- **WHAT TO PRODUCE**
What is needed is the run of lines from the one with "Would you mind marking the rear" through the close of the data, set down exactly.

- **EXERCISE DATA**
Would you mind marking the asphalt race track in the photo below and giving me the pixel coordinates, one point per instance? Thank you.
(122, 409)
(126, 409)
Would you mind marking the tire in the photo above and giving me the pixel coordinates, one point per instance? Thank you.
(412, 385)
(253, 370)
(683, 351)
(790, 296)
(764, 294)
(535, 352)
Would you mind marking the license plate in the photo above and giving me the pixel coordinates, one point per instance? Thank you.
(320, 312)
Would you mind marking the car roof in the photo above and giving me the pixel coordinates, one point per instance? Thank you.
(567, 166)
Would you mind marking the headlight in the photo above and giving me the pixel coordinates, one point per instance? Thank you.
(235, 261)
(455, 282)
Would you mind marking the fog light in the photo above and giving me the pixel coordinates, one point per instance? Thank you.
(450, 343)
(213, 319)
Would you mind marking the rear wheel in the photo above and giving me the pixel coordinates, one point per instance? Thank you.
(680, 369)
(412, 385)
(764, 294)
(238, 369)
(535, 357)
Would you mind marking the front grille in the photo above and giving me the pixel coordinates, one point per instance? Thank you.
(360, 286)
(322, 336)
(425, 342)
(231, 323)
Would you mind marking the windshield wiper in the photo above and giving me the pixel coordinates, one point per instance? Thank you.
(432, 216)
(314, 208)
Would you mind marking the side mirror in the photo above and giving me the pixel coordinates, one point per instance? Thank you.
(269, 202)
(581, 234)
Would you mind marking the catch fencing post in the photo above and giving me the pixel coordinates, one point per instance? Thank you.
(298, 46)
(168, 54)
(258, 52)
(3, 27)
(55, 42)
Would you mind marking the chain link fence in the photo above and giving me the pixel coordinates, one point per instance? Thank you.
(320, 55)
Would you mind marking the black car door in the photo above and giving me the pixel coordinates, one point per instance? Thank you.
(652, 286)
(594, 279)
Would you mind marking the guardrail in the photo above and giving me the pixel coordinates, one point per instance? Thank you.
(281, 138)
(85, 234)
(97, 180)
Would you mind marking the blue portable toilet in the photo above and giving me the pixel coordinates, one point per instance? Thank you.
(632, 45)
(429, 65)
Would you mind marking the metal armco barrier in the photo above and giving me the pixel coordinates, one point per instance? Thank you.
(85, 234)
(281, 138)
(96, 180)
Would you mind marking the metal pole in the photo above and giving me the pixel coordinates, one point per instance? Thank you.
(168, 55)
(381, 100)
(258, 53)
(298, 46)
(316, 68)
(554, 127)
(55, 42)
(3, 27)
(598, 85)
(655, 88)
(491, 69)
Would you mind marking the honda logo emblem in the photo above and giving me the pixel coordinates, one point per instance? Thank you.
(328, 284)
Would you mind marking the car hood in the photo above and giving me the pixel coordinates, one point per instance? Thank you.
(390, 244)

- **TASK OUTPUT**
Would you mind marking the rear wheel in the photo above and giving me the pixel coordinates, one point per instance? Thank you.
(680, 369)
(412, 385)
(764, 294)
(238, 369)
(535, 357)
Would you mind marking the front grille in the photo above and giving me the pixel coordinates, one point per instance? Thank you.
(360, 286)
(322, 336)
(425, 342)
(231, 323)
Would you mind marking the windshield wiper in the photo above and giving me the pixel coordinates, one point per instance? Thank you.
(432, 216)
(314, 208)
Would you mind marking the side mirror in the photo above and giving me the pixel coordinates, one point per instance? Thank you.
(269, 202)
(581, 234)
Would you mind marking the catch fencing post in the photo above and giving me the pixel coordinates, one point per instance? Thank you.
(298, 46)
(168, 54)
(258, 52)
(3, 27)
(55, 42)
Would you mind marking the chain link fence in the photo above and giving me the pixel coordinates, one point per instance? Thank you.
(320, 55)
Would you mind marking the black car door in the photo above and giving me the pixel coordinates, one point per instance? Thank you.
(652, 286)
(594, 279)
Would you mind marking the guardrail in the photo above and giving me the pixel coordinates, one point per instance? Thank you.
(281, 138)
(85, 234)
(97, 180)
Would you mind marking the blue portable toilet in the photo above and giving me the pixel coordinates, one point per instance? Thank you.
(632, 45)
(429, 65)
Would you mind marking the metal armco barrier in the photo above and giving me the pixel coordinates, one point per instance? Thank you.
(85, 234)
(281, 138)
(96, 180)
Would you mind marking the metal pole in the photo above and giving me the pixel coordinates, one point per instance? Thank you.
(168, 55)
(381, 100)
(258, 53)
(298, 46)
(316, 68)
(554, 127)
(55, 42)
(3, 27)
(598, 85)
(655, 88)
(491, 69)
Would you mind marking the honda logo emblem in the photo above and giving me the pixel coordinates, one point per instance? Thank you.
(328, 284)
Would you mind marking the car hood in the photo above and giving me the pixel coordinates, one point per instance? Thank you.
(390, 244)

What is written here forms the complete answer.